What to produce → Find the line with "the crane mast." in the records below. Copy it and every line after it, up to and including the line with "Task: point: the firework (one".

Listed entries →
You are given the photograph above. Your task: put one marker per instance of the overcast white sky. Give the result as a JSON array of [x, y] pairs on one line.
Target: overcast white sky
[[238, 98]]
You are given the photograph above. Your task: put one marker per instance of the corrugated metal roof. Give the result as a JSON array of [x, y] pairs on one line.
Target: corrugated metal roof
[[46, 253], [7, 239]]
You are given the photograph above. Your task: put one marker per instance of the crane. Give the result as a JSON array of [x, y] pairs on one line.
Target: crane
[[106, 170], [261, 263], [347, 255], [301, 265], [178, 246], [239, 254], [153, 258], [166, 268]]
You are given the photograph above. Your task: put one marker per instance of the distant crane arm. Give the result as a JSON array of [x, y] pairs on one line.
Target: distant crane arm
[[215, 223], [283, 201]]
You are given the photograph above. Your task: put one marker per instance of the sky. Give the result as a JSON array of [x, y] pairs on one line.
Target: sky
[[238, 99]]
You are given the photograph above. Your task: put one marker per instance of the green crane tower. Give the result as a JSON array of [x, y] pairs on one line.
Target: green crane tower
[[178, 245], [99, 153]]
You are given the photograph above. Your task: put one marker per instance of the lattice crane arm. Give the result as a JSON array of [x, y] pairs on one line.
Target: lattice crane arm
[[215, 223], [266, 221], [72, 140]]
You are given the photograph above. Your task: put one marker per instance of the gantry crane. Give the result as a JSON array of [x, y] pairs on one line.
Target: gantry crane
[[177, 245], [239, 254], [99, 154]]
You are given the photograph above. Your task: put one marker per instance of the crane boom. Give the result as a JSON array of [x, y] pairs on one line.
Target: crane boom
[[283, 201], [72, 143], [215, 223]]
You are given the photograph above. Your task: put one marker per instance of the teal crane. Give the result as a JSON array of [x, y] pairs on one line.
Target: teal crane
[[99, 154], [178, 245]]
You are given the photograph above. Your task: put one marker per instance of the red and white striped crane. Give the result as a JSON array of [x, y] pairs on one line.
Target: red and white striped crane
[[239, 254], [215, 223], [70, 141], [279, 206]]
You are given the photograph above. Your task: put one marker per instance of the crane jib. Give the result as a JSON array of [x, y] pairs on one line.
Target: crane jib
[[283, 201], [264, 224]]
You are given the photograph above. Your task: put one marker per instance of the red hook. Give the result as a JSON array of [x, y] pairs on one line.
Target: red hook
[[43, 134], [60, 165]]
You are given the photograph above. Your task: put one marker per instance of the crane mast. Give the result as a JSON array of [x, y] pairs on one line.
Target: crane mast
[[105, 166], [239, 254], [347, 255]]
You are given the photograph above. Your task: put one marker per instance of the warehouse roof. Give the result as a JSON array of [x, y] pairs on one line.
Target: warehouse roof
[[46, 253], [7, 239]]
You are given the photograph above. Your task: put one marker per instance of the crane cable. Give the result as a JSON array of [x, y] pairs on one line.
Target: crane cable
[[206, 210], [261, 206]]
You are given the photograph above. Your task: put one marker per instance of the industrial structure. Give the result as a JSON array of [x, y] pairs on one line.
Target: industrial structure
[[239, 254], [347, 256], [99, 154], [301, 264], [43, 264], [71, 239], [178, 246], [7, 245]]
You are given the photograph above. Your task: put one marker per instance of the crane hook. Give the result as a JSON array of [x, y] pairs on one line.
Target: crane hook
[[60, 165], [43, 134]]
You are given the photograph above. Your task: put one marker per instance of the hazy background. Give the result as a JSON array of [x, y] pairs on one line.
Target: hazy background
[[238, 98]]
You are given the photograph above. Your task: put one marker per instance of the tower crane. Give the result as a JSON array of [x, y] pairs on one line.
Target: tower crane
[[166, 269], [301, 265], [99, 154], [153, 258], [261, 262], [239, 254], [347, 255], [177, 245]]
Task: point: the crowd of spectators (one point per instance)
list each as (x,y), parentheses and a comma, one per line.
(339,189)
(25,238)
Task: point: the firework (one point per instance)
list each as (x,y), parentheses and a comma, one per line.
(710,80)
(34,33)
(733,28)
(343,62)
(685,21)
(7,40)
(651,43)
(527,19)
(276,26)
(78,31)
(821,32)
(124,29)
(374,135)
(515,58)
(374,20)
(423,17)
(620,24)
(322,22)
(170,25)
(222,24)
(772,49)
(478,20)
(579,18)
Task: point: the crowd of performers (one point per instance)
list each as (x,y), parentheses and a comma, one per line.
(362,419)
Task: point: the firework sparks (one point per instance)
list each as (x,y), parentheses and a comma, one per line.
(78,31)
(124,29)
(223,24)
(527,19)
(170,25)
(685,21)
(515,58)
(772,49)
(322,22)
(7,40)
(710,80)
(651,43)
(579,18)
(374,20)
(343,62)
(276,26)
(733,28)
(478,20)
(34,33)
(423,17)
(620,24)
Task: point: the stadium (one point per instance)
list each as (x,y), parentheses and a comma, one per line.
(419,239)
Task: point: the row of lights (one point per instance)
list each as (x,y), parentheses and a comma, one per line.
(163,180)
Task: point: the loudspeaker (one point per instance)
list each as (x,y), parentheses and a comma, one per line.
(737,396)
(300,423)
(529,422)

==

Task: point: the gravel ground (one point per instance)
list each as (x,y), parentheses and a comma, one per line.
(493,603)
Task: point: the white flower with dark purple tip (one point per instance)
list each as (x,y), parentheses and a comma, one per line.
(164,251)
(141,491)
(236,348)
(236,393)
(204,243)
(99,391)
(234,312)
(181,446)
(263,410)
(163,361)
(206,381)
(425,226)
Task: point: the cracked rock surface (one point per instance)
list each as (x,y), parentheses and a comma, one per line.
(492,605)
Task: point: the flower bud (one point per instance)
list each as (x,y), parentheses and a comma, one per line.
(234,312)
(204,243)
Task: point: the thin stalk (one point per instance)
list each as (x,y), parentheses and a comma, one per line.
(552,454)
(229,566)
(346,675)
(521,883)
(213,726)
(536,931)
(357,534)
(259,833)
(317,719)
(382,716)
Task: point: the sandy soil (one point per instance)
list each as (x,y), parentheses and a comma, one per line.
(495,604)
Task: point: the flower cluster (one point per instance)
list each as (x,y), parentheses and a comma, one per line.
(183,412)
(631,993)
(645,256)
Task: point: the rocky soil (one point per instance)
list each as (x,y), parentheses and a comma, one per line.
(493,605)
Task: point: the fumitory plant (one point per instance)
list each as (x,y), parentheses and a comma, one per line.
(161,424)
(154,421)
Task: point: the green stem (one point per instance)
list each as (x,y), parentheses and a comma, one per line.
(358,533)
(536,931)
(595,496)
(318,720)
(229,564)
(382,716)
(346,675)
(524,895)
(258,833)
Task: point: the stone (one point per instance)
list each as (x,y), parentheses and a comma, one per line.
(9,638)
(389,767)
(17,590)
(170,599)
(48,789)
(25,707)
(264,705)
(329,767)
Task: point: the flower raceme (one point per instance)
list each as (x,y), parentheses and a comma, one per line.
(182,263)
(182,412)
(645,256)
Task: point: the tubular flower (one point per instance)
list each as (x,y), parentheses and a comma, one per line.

Result →
You are given the photograph above. Your task: put one marker per instance of the crane mast. Give the result as a JSON array of [x, y] pairs on one line.
Target: crane mast
[[105, 166], [239, 254], [347, 255]]
You are given the photograph above. Your task: put one marker per instance of the warehouse roof. Give the result as a JSON array of [x, y] pairs on one line.
Target: warehouse roof
[[46, 253], [7, 239]]
You are given the photograph above. Your task: put one marker per instance of the crane cable. Give the result as a JSON array of [x, y] pairs on one line.
Target: crane cable
[[206, 210], [261, 206]]
You are given the photograph above. Your task: put one marker per instance of the industrial structure. Give the result as a JSON array of [x, y] pairs on one line.
Target: industrial structure
[[239, 254], [347, 256], [99, 154], [301, 264], [43, 264], [71, 239], [178, 246], [7, 245]]
You are given the photograph above. Your task: put one marker per instance of the crane hook. Give the result as a JSON array of [x, y] pairs on one line.
Target: crane hook
[[60, 165], [43, 134]]
You are given the photograph above. Your task: put one marker per instance of the hazy background. Give the result as a JSON array of [x, y] pairs on one line.
Target: hazy background
[[238, 98]]
You are given the photograph above. Your task: put one marker per instance of the tower crane. Give the result as a JSON array of [x, y] pairs on one line.
Target: tower crane
[[166, 269], [301, 265], [99, 154], [153, 258], [261, 262], [239, 254], [347, 255], [177, 245]]
Task: point: the crowd of spectators (one point per instance)
list each as (x,y), parentheses and a comma, one per line.
(339,189)
(25,238)
Task: point: the firework (one point per instance)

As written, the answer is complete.